Task prompt →
The lines from the one holding "the white petal." to the end of the records below, exactly as written, are the only thing to return.

Stored data entries
********

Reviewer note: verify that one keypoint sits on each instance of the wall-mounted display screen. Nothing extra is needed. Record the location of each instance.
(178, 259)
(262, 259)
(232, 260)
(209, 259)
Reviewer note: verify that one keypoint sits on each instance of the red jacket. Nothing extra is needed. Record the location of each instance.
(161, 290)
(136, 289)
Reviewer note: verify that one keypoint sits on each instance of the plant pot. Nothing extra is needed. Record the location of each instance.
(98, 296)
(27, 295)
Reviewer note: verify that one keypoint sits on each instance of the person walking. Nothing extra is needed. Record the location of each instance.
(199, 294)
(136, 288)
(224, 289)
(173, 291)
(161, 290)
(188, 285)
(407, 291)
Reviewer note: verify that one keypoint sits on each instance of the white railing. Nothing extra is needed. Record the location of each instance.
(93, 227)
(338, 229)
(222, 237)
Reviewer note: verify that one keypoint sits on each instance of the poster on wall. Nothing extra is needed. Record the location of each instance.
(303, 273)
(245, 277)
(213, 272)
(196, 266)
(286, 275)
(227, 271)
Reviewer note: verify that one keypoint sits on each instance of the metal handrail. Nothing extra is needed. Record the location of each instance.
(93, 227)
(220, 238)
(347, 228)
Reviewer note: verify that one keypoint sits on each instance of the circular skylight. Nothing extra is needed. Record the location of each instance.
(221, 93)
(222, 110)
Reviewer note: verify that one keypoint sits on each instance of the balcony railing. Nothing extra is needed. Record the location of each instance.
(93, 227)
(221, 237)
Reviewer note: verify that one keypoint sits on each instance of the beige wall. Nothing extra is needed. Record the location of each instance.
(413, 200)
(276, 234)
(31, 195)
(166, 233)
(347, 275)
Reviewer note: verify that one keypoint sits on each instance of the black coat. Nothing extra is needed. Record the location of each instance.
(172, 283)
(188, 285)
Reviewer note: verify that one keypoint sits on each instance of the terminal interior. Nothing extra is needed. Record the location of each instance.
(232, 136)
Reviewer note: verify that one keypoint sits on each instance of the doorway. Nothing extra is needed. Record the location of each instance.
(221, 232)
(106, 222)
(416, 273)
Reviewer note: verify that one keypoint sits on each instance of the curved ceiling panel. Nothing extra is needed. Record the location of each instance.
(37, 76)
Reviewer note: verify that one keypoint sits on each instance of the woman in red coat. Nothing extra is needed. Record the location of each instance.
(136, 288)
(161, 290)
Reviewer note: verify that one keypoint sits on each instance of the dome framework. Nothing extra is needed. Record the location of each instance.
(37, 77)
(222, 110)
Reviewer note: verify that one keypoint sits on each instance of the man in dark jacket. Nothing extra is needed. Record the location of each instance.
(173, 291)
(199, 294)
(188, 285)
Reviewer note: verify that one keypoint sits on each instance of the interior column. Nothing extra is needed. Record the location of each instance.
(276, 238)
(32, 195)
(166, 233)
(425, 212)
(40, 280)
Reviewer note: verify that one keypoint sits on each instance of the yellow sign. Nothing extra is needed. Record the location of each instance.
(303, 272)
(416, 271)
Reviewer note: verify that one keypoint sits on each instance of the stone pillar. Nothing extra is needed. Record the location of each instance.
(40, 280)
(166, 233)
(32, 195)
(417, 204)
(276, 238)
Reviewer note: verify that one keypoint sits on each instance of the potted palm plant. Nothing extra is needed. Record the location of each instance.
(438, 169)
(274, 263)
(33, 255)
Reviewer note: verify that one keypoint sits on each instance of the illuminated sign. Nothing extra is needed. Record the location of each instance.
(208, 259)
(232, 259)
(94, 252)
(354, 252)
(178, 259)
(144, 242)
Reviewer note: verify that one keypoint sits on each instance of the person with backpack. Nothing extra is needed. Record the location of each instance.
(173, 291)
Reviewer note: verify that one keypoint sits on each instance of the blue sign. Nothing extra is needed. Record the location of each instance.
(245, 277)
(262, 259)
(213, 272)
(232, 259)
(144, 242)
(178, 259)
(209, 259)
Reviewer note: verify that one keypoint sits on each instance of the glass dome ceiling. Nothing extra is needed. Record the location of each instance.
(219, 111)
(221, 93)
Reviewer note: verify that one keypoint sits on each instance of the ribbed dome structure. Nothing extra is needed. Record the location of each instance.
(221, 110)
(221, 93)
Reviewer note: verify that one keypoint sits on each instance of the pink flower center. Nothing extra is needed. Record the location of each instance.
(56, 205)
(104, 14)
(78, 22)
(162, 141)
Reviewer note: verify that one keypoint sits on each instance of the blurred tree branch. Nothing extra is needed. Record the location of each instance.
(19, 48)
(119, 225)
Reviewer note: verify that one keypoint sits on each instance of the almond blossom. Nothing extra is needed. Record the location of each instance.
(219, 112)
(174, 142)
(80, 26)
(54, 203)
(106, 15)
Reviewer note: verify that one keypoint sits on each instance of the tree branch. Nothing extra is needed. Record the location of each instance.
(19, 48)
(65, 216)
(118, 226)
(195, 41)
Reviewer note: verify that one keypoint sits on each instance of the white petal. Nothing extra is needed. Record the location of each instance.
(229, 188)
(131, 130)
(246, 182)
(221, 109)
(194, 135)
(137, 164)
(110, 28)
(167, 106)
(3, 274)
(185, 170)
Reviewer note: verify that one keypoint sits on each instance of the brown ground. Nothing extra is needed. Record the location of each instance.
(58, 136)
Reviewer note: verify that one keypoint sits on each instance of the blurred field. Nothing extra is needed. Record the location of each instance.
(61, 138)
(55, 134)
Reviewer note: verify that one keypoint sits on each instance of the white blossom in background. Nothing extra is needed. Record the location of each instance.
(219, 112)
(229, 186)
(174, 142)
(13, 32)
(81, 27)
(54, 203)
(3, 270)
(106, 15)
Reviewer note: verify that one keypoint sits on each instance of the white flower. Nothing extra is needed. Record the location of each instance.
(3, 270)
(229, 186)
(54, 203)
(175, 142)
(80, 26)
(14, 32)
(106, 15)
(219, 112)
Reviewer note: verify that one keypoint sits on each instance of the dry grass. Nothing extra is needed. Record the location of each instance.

********

Task solution →
Reviewer note: verify that one keypoint sits on each instance of the white petal. Nothing extra is needed. Record the location of each instance.
(229, 188)
(131, 130)
(246, 182)
(221, 109)
(194, 135)
(137, 164)
(110, 28)
(167, 106)
(3, 274)
(185, 170)
Reviewer note: verify that one keypoint sits on each instance of the brown ground. Nothing extra is needed. Record the location of each instance.
(58, 136)
Reviewer note: verify that one keypoint sits on each instance of the blurred field. Nothing extra is needed. Record the location of each instance.
(61, 138)
(55, 134)
Reviewer note: verify that one keypoint sits on each instance of the white blossom in background. Nothing extra is needed. Record the location of each instance.
(219, 112)
(229, 186)
(174, 142)
(13, 32)
(81, 27)
(54, 203)
(3, 270)
(106, 15)
Reviewer note: verify that one keypoint sits on each instance of the white flower. Nothing extra is needed. Record the location of each instance.
(3, 270)
(229, 186)
(54, 203)
(175, 142)
(80, 26)
(14, 32)
(106, 15)
(219, 112)
Reviewer note: verify that one keypoint sits on each instance of the dry grass. Nothing extra is needed. Record the location of each instance.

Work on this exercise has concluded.